● Problems and tasks
1) According to the title of the FAF1 figure legend, what regulates the recruitment of polyubiquitinated substrates to the UBA domain, and does this recruitment involve direct interaction with the UBX or UBL domain(s)?
2) Answer these questions about the FAF1 figure legend.
(a) In panel A, how long after transfection were the lysates immunoprecipitated?
(b) Which construct is listed in panel B but not in panel A?
(c) In panel D, which three mutants were transfected besides FLAG and FLAG-FAF1?

(Beginning of Text excerpt)

FAF1 UBX interaction with VCP regulates the recruitment of polyubiquitinated substrates to UBA domain without direct interaction with UBX or UBL domain(s). A, HEK293T cells were transfected with FLAG, FLAG-FAF1 WT, or FLAG-FAF1(TFPR → AG). At 24 h after transfection, lysates were immunoprecipitated (IP) with anti-FLAG antibody. Immune complexes were separated by 10% SDS-PAGE and detected by Western analysis using anti-FLAG, anti-VCP, anti-Hsp70, and anti-ubiquitin antibodies. Whole cell lysates were probed as input. B, immune complexes purified with anti-FLAG tag antibodies in HEK293T cells overexpressing FLAG, FLAG-FAF1 WT, FLAG-FAF1(TFPR → AG), or FLAG-FAF1 ΔUBX constructs were separated by SDS-PAGE, and proteins were detected by Western analysis using anti-FLAG, anti-VCP, and anti-ubiquitin antibodies. Whole cell lysates were probed as input. C, immune complexes purified with anti-FLAG antibodies in HEK293T cells overexpressing FLAG, FLAG-FAF1 WT, or the indicated constructs were separated by SDS-PAGE, and proteins were detected by Western analysis using anti-FLAG, anti-VCP, and anti-ubiquitin antibodies. D, HEK293T cells were transfected with various mutants including FLAG, FLAG-FAF1, FLAG-FAF1(82–650), FLAG-FAF1(TFPR → AG), and FLAG-FAF1 I41N. At 24 h after transfection, cell lysates were immunoprecipitated with anti-FLAG antibodies. Immune complexes were separated by 10% SDS-PAGE, and proteins were detected by Western analysis using anti-FLAG, anti-VCP, anti-Hsp70, and anti-ubiquitin antibodies.

(End of Text excerpt)
(Beginning of Data for analysis)

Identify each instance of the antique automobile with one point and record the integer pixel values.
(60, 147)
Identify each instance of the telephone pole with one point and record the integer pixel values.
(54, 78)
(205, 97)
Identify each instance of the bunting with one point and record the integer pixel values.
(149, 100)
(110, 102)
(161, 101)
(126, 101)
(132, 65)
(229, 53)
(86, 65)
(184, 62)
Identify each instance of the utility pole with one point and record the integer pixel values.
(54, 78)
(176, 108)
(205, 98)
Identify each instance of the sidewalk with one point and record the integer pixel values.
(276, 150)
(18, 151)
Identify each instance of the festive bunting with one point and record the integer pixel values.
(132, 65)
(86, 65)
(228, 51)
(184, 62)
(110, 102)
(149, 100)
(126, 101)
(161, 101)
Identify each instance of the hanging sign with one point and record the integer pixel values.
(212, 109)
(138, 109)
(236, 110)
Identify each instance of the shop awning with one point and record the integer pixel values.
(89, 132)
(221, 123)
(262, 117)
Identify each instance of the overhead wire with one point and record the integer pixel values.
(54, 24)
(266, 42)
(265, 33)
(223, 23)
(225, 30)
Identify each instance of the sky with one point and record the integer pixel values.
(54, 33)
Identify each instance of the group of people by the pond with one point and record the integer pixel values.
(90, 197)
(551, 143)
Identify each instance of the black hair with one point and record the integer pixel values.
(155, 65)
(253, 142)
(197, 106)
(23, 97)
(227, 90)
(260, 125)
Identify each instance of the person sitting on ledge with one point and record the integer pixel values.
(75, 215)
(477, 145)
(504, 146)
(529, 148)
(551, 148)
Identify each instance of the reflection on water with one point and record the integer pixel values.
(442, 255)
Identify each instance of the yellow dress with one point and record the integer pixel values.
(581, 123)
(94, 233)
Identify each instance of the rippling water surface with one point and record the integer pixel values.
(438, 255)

(End of Data for analysis)

● Answers for the exercise
1) The title states that the interaction of the FAF1 UBX domain with VCP regulates the recruitment of polyubiquitinated substrates to the UBA domain. This recruitment happens without direct interaction with the UBX or UBL domain(s).

2)
(a) 24 h after transfection.
(b) FLAG-FAF1 ΔUBX.
(c) FLAG-FAF1(82–650), FLAG-FAF1(TFPR → AG), and FLAG-FAF1 I41N.